▶ EXERCISE DIRECTIONS:
Report how many lines below contain the word "scale". Give only the number.

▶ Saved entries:
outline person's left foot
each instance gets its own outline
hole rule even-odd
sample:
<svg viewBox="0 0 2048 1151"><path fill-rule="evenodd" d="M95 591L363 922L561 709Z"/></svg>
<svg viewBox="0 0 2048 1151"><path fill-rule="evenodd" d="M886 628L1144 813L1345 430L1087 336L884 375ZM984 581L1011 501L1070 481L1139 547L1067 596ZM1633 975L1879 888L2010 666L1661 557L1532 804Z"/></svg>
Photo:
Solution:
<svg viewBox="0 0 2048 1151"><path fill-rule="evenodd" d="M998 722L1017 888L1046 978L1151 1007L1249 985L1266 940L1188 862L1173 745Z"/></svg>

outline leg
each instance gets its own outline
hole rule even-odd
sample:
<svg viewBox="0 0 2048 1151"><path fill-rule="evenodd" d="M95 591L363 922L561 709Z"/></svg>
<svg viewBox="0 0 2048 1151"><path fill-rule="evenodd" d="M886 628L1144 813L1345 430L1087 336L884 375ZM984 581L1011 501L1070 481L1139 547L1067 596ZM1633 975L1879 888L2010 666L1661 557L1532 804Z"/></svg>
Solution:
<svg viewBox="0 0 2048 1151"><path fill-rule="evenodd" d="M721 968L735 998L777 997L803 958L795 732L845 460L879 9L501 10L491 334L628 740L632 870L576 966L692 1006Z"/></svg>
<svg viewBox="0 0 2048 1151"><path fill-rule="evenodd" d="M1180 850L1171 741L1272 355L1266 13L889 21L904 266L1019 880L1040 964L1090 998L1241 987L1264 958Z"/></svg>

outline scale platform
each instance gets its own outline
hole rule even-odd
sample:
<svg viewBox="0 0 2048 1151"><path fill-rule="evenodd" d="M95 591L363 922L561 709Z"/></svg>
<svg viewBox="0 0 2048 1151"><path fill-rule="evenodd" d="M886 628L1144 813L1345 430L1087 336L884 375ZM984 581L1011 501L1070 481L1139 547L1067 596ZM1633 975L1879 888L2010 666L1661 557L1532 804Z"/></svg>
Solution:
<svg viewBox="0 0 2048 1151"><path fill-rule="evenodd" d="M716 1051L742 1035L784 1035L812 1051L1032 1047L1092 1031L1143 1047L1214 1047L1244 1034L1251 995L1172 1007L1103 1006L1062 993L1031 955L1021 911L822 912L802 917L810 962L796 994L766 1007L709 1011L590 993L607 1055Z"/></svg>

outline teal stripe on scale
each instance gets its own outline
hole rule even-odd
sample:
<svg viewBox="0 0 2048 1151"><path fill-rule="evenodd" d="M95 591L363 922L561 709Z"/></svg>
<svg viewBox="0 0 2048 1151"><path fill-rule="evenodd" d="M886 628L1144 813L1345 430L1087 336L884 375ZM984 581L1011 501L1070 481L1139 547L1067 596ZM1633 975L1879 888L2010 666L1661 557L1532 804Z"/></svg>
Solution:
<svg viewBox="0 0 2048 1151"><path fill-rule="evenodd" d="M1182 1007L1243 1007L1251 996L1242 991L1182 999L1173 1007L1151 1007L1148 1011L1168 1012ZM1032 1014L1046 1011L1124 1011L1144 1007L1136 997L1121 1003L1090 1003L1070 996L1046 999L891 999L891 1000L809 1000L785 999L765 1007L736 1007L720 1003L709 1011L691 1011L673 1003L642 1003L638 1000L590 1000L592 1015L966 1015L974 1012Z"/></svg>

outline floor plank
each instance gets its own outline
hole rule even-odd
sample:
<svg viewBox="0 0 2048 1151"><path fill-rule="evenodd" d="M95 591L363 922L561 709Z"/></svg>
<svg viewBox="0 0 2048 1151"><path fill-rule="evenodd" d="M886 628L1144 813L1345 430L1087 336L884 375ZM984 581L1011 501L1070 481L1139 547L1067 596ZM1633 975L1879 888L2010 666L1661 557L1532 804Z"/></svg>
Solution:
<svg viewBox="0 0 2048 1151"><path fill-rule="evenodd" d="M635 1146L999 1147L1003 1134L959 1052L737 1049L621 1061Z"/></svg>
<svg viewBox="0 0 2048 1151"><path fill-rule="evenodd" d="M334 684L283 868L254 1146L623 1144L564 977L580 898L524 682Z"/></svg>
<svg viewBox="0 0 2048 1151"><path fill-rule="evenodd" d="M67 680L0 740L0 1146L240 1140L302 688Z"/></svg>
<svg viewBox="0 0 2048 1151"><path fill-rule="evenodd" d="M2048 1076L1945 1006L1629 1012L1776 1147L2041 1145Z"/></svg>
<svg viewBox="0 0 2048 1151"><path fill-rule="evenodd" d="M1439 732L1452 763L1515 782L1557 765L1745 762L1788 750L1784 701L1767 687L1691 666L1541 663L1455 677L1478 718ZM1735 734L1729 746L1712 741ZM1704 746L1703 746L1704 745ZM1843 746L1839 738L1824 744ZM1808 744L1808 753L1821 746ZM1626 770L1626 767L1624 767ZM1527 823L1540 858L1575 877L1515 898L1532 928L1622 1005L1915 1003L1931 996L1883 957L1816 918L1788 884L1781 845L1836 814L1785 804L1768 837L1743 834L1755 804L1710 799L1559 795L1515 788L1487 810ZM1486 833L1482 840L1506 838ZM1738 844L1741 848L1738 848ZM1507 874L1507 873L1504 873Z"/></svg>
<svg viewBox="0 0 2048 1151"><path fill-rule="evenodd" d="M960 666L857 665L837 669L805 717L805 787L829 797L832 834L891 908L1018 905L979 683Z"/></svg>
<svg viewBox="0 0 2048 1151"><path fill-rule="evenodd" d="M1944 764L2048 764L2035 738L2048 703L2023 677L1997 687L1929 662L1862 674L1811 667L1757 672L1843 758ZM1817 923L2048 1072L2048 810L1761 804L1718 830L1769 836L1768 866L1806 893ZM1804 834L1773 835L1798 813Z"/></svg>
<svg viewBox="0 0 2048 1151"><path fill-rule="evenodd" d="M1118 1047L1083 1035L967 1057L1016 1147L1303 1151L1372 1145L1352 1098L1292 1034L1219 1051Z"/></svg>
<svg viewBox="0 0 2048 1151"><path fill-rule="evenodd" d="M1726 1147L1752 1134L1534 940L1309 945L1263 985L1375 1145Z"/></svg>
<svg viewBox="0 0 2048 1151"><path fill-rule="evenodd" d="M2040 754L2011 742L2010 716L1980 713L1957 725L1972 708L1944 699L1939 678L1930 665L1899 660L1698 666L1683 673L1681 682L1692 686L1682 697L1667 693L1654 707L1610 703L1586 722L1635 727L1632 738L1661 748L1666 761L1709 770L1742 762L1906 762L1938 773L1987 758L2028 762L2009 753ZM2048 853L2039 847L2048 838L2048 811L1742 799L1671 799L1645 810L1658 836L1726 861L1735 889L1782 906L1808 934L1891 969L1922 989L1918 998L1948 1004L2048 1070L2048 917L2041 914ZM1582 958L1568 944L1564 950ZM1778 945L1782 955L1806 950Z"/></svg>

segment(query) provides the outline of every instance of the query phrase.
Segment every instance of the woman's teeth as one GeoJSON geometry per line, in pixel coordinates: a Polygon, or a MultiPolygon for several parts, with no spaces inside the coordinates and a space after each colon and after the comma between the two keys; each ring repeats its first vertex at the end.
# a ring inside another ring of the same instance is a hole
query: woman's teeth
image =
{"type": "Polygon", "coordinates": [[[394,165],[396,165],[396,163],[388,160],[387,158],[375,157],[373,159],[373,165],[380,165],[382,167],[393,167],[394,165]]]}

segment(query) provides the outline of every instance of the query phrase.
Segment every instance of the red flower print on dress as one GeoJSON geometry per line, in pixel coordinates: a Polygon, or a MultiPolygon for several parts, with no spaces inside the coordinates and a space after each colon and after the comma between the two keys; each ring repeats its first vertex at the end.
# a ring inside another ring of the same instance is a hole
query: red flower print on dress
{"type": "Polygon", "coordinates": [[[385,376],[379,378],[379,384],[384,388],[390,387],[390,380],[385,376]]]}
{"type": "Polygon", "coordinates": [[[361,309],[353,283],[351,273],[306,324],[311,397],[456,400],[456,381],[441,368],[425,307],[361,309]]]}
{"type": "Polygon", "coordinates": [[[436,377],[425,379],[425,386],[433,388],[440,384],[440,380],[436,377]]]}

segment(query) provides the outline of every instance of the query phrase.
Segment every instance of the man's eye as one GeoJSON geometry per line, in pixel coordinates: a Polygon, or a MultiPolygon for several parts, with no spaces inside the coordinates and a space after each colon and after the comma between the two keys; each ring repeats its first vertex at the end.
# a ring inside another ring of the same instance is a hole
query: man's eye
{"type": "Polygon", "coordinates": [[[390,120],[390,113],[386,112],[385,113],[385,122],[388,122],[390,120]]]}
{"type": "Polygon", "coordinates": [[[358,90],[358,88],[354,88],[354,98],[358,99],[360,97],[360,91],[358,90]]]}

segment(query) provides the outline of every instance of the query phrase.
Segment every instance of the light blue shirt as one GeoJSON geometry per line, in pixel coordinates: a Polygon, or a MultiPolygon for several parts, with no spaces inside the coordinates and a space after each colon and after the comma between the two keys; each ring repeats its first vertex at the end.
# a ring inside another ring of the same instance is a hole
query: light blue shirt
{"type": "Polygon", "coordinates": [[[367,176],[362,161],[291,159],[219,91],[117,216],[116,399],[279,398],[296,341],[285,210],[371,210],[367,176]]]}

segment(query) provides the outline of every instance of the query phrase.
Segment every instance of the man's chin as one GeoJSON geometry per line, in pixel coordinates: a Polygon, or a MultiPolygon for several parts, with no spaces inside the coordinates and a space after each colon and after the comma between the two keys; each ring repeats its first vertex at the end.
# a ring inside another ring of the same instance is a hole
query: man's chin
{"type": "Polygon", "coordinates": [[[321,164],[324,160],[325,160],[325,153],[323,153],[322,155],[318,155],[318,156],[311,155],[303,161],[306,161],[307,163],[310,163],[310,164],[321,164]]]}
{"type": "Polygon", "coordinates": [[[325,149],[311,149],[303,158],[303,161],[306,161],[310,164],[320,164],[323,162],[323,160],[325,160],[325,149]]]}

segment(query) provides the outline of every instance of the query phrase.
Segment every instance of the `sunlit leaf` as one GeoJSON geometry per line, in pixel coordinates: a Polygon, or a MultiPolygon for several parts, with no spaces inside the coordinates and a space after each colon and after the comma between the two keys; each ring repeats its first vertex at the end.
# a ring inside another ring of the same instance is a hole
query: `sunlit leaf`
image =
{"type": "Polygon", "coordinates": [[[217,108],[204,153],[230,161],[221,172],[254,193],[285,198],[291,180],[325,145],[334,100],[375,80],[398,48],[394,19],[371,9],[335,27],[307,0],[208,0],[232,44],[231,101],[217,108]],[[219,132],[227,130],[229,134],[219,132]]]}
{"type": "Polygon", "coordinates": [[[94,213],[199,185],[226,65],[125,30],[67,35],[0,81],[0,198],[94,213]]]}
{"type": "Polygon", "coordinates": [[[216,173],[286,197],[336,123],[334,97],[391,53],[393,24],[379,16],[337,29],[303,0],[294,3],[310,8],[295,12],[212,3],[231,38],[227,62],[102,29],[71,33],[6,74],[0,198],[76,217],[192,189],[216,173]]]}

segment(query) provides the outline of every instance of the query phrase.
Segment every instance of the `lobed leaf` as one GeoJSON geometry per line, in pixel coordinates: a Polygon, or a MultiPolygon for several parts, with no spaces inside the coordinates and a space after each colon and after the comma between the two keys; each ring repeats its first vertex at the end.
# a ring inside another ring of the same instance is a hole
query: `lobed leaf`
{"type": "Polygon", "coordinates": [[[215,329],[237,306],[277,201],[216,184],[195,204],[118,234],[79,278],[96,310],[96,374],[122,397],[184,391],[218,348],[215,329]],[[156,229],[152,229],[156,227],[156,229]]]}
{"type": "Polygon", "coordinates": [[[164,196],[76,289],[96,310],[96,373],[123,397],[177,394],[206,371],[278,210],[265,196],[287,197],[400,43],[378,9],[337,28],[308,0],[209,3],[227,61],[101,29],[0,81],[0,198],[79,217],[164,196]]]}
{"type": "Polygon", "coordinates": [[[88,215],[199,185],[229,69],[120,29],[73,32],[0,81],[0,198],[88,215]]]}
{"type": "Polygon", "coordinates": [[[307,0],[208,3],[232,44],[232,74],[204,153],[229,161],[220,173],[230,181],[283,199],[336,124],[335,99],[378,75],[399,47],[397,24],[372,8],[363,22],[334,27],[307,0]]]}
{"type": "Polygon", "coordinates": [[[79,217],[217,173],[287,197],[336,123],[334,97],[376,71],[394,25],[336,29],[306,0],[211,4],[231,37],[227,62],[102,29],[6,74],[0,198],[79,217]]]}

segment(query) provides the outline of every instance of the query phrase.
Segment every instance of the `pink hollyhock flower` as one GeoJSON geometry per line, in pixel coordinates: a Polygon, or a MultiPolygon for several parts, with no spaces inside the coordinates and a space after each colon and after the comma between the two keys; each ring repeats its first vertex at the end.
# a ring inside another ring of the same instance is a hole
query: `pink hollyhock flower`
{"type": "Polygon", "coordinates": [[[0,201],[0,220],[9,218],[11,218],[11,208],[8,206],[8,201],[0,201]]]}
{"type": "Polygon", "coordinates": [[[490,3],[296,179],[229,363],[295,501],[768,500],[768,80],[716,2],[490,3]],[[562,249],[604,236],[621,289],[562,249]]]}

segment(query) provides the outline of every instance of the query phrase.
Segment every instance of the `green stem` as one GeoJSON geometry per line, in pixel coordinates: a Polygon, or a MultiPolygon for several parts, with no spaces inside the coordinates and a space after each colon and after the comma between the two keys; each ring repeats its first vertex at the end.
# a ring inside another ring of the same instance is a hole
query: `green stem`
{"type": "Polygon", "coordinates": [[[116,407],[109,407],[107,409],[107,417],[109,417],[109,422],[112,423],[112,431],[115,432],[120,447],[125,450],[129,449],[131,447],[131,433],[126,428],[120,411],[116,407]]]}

▶ SOLUTION TO THIS PROBLEM:
2